Exercise materials: Begin
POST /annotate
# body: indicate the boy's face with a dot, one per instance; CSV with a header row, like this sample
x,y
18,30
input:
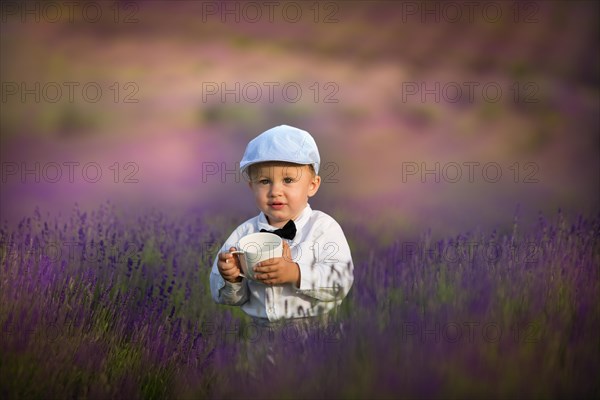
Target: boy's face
x,y
281,190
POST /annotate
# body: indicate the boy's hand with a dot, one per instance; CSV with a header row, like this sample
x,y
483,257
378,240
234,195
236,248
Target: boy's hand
x,y
229,266
278,270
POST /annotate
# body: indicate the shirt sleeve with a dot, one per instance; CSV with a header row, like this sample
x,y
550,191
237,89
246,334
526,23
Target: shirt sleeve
x,y
222,291
326,267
Exercise materials: End
> _What you should do_
Retype every entry word for word, but do not carry over the pictures.

> _Written response_
POST /annotate
# body: indicate the boy's face with a dot, one per instance; CSV with a header row, like this sample
x,y
18,30
input:
Target: boy's face
x,y
281,190
POST /annotate
# body: indicate the boy's hand with a dot, one per instance; CSV with a header row, like this sample
x,y
483,257
378,240
234,195
236,248
Target: boy's hand
x,y
229,266
278,270
POST /annotate
# body: indicate the shirt sleeve with a dot, one per instance; CSV with a header row, like this sample
x,y
550,191
237,89
246,334
526,23
Target: shirt sleeve
x,y
222,291
326,267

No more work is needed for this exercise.